▸ To be done
Can you render the records as a numbered list, starting at the line containing "Ground all instances of kitchen cabinet." and ending at the line containing "[0,0,450,43]", with blank lines skipped and the pictures left out?

▸ Entries provided
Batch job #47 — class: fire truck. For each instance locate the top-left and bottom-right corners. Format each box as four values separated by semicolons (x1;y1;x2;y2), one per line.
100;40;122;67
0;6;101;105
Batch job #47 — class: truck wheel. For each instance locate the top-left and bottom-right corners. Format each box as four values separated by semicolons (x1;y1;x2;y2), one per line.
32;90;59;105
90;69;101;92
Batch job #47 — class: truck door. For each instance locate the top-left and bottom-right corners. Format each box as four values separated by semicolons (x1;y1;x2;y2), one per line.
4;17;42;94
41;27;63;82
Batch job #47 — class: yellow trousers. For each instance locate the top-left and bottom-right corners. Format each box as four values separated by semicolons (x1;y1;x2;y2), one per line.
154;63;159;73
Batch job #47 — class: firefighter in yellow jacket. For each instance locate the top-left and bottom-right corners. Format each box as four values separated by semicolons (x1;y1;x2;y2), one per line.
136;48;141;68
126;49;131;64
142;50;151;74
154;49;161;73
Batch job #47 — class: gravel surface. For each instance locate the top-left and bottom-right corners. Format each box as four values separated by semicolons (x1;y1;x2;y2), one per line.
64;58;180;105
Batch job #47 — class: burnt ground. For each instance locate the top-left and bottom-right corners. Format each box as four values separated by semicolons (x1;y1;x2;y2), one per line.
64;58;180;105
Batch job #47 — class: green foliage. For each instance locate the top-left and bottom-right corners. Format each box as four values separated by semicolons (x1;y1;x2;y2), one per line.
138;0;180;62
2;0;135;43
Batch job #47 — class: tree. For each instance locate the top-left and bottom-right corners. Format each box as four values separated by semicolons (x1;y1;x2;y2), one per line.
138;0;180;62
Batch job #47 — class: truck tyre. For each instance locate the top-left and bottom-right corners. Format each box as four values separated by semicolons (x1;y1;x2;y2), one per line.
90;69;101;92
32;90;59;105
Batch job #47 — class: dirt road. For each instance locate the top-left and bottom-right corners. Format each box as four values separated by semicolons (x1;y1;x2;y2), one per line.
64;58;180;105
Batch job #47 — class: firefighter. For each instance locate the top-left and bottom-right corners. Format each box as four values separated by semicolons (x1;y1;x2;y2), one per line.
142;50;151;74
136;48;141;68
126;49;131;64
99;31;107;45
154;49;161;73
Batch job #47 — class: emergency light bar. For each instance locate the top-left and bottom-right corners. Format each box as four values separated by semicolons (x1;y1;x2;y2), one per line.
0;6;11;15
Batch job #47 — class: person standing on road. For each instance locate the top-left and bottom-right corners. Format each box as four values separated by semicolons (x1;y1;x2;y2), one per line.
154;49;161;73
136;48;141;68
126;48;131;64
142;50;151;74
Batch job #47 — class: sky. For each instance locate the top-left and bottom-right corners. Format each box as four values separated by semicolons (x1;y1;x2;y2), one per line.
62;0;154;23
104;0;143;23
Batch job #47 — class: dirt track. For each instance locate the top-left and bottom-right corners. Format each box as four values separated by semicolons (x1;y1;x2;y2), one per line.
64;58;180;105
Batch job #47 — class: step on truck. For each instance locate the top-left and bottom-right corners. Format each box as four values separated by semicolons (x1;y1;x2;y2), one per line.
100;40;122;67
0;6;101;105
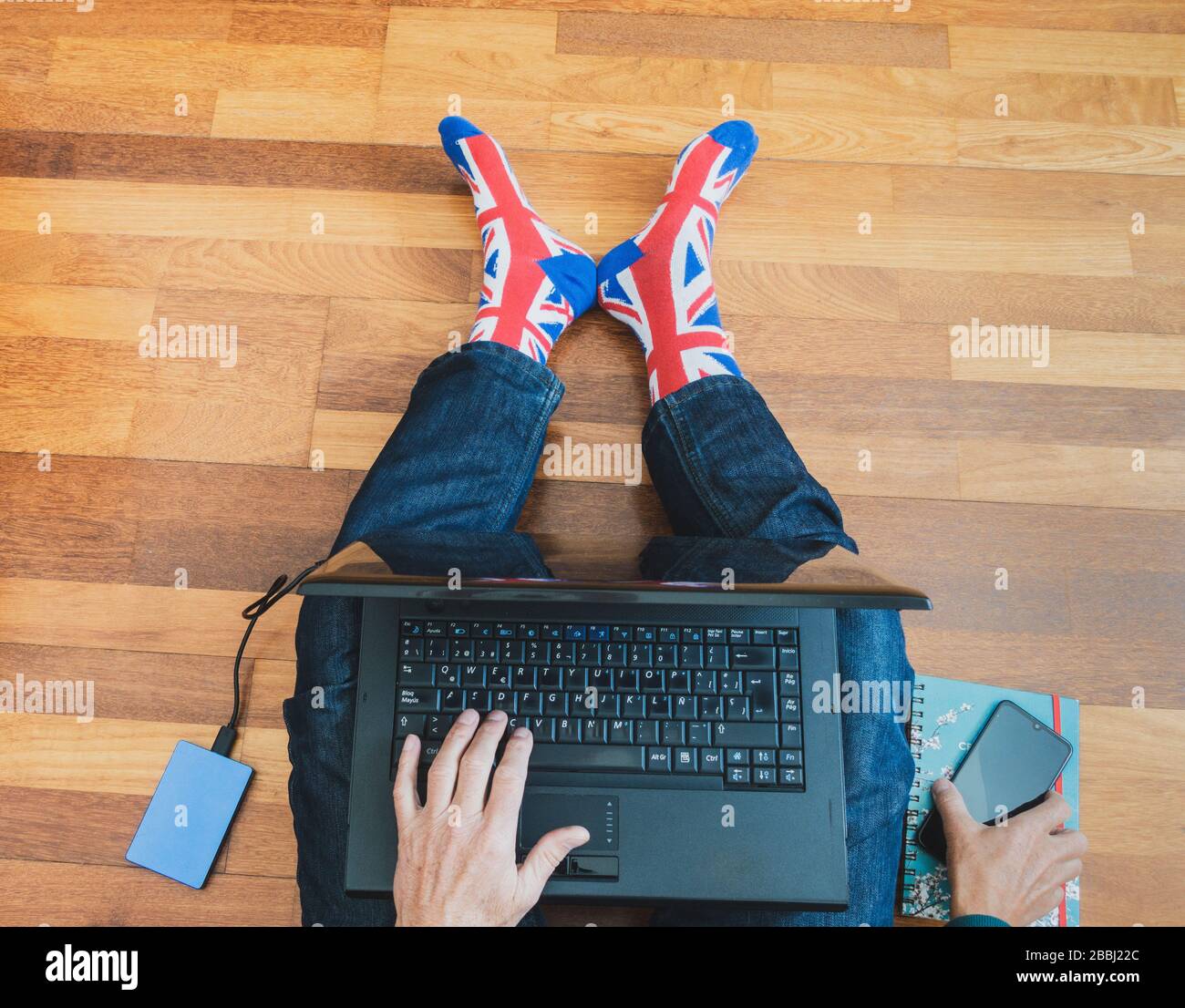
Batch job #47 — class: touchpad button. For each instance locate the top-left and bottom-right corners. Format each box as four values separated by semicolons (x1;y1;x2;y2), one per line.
519;787;621;853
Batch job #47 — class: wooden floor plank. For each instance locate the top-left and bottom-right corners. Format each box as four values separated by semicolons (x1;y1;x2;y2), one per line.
47;36;382;91
898;270;1185;335
556;11;947;67
774;60;1178;127
549;102;957;165
226;0;387;48
390;0;1185;32
890;165;1185;228
949;25;1185;77
0;860;295;928
957;119;1185;175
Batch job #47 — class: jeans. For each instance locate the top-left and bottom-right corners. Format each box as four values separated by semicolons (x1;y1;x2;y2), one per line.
284;343;913;926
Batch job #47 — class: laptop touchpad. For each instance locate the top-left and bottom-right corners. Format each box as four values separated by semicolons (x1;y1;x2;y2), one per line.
519;787;621;851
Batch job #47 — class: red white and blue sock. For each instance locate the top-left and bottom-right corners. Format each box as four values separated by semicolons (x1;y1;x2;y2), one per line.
596;119;757;403
439;116;596;364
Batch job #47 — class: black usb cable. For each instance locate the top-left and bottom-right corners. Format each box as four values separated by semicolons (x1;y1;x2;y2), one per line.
210;558;328;756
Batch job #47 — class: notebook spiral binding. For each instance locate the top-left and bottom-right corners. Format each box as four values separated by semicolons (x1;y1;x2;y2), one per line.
901;683;925;917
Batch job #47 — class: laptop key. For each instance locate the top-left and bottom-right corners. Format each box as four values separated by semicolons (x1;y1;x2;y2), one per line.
712;721;777;748
398;661;435;685
646;745;671;774
395;685;441;712
531;744;646;772
556;718;581;742
732;647;774;669
395;715;427;738
778;766;802;787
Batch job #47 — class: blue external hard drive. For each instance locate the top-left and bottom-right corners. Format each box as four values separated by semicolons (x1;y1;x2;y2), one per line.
126;742;255;889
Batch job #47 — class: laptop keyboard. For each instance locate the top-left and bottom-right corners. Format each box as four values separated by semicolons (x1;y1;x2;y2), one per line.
395;620;805;791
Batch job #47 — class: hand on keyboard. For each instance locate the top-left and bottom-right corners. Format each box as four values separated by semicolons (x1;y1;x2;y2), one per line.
395;709;589;928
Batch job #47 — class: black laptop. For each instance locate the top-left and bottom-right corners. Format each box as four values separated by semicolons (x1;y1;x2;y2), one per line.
301;533;931;910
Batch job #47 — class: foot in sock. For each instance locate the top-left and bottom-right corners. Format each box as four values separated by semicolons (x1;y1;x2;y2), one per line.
439;116;596;364
596;119;757;403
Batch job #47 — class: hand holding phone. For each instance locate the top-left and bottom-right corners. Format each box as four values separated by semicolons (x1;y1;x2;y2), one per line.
931;779;1087;928
917;700;1074;861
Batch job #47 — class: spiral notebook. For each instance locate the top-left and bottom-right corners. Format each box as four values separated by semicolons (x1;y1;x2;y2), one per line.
901;675;1078;928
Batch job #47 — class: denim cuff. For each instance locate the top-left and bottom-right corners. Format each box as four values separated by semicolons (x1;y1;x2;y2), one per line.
643;375;857;553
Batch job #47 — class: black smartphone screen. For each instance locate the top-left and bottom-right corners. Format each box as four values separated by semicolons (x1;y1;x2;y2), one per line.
917;700;1074;861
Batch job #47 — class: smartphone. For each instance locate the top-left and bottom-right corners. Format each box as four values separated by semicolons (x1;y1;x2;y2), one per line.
917;700;1074;861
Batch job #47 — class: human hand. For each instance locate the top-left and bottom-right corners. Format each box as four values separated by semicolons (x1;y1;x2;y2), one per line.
931;778;1087;928
394;709;589;928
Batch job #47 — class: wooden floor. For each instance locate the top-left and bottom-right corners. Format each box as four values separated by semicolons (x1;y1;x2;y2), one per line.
0;0;1185;925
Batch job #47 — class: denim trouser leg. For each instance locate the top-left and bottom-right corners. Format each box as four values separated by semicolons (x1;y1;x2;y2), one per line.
284;344;912;925
284;343;563;926
643;375;913;926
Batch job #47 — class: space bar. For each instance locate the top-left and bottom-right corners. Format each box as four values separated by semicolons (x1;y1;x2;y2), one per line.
531;744;646;774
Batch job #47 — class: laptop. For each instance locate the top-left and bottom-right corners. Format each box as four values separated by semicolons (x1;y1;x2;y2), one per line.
300;533;931;910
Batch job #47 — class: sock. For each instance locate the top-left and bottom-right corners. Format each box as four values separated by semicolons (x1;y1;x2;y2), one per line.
596;119;757;403
439;116;596;364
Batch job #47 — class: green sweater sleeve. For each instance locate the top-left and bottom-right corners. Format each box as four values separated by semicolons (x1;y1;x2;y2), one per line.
947;913;1008;928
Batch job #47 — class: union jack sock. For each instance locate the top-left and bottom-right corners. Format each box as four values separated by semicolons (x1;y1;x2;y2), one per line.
439;116;596;364
596;119;757;403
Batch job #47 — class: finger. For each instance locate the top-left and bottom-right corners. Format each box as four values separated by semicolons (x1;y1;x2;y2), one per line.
486;728;534;843
391;735;419;829
424;709;479;815
516;826;589;913
1014;791;1074;833
931;777;983;846
453;711;506;815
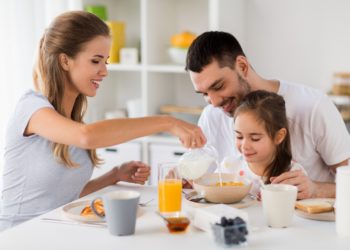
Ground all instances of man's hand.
[116,161,151,185]
[270,170,316,199]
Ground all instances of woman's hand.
[115,161,151,185]
[169,119,207,148]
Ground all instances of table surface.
[0,184,350,250]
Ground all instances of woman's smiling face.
[64,36,111,97]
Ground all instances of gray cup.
[91,190,140,236]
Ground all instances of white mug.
[91,190,140,236]
[260,184,298,228]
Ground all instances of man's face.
[190,60,251,117]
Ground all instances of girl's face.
[234,112,277,169]
[66,36,111,97]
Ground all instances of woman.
[0,11,206,229]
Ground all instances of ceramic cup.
[91,190,140,236]
[260,184,298,228]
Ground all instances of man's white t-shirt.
[198,81,350,182]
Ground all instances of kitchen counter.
[0,184,350,250]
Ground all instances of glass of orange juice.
[158,162,182,216]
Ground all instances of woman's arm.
[25,108,206,149]
[80,161,151,197]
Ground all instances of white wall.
[242,0,350,91]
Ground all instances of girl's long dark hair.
[234,90,292,184]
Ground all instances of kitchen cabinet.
[91,142,142,179]
[78,0,245,183]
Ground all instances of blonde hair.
[33,11,110,167]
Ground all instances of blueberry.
[227,219,234,226]
[221,216,228,227]
[233,217,246,225]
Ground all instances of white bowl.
[168,47,188,64]
[193,173,252,204]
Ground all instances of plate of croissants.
[62,199,105,223]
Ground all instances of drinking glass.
[158,162,182,216]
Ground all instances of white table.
[0,184,350,250]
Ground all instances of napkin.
[193,204,248,233]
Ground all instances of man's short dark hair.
[185,31,245,73]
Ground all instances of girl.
[0,11,206,230]
[234,90,306,196]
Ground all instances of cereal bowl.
[193,173,252,204]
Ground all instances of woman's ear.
[58,53,69,71]
[275,128,287,145]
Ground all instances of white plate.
[62,200,144,223]
[62,200,105,223]
[184,191,257,208]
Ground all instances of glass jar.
[332,72,350,95]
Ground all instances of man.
[186,31,350,199]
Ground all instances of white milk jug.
[178,145,218,180]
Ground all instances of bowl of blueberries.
[211,217,248,247]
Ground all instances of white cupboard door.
[91,142,141,179]
[149,143,186,186]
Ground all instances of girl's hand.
[169,119,207,148]
[116,161,151,185]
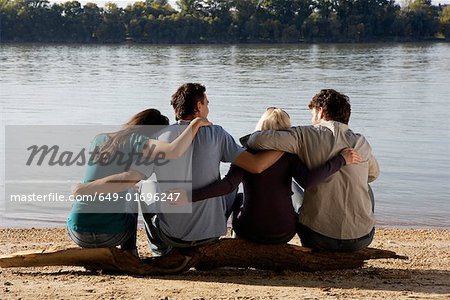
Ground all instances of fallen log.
[0,239,407,275]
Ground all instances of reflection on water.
[0,44,450,227]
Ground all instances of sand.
[0,229,450,300]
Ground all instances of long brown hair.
[96,108,169,163]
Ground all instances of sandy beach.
[0,229,450,299]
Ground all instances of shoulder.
[92,133,109,145]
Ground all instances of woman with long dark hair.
[67,109,210,255]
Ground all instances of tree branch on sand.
[0,238,408,275]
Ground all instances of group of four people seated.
[67,83,379,255]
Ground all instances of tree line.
[0,0,450,43]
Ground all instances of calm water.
[0,44,450,227]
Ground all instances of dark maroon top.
[192,153,345,243]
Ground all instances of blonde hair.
[255,107,292,130]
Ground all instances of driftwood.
[0,239,407,275]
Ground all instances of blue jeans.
[297,186,375,252]
[67,213,138,250]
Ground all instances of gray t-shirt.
[132,124,245,241]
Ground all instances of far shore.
[0,228,450,299]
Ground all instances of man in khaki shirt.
[248,89,379,251]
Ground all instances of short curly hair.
[170,83,206,120]
[308,89,351,124]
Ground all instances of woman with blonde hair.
[192,107,361,244]
[67,108,211,256]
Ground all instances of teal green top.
[67,133,149,233]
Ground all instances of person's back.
[233,153,298,243]
[292,121,375,239]
[248,90,379,250]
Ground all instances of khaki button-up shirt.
[248,121,379,239]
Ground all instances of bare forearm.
[144,120,204,159]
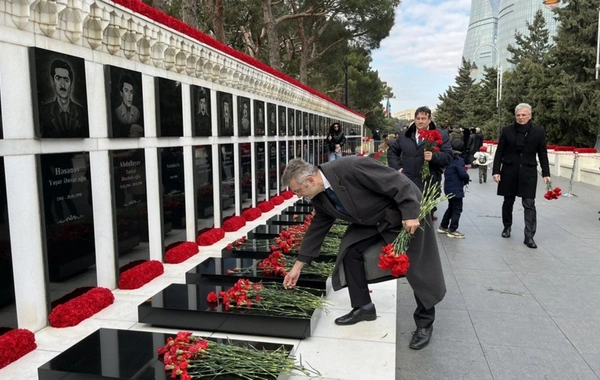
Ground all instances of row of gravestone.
[38,200,338,380]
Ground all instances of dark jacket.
[444,152,469,198]
[387,122,452,191]
[492,122,550,198]
[298,156,446,309]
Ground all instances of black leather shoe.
[408,326,433,350]
[335,303,377,326]
[523,238,537,248]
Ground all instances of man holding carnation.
[282,156,446,349]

▸ Complete response
1. Ground all instances of kitchen cabinet.
2. [91,142,142,179]
3. [78,0,245,183]
4. Ground all instances of blonde hair.
5. [33,11,110,167]
6. Ground all instances of blueberry.
7. [227,219,234,226]
8. [221,216,228,227]
9. [233,217,246,225]
10. Ground all instances of white bowl.
11. [168,47,188,64]
12. [193,173,252,204]
13. Ground all instances of plate of croissants.
14. [62,199,105,223]
15. Ground all instances of drinking glass.
16. [158,162,182,216]
17. Ground all instances of white table.
18. [0,184,350,250]
19. Ground all instances of napkin.
20. [193,204,248,233]
21. Ground all instances of man's short dark hair.
22. [185,31,245,73]
23. Ground all instances of girl.
24. [0,11,206,230]
25. [234,90,306,196]
26. Ground all instances of cereal bowl.
27. [193,173,252,204]
28. Ground all instances of woman's ear.
29. [58,53,69,71]
30. [275,128,287,145]
31. Ground all instances of white plate.
32. [62,200,144,223]
33. [62,200,105,223]
34. [184,191,257,208]
35. Ground all instances of glass jar.
36. [332,72,350,95]
37. Ground all instances of man.
38. [186,31,350,199]
39. Ground all instances of white milk jug.
40. [178,145,218,180]
41. Ground all instances of bowl of blueberries.
42. [211,217,248,247]
43. Ground all instances of white cupboard door.
44. [91,142,141,179]
45. [149,143,186,186]
46. Ground all instances of girl's hand.
47. [169,119,207,148]
48. [116,161,151,185]
49. Ground all instances of fallen log.
50. [0,239,407,275]
51. Ground all instances of reflection on water.
52. [0,44,450,227]
53. Ground all instances of sand.
54. [0,229,450,300]
55. Ground all instances of long brown hair.
56. [96,108,169,163]
57. Ground all instances of sandy beach.
58. [0,229,450,299]
59. Ground all instances of shoulder.
60. [92,133,109,145]
61. Ground all instances of woman with long dark hair.
62. [67,109,210,255]
63. Ground all instances of tree branch on sand.
64. [0,238,408,275]
65. Ground all instances of group of four people seated.
66. [67,83,379,255]
67. Ground all instances of tree line.
68. [0,0,450,43]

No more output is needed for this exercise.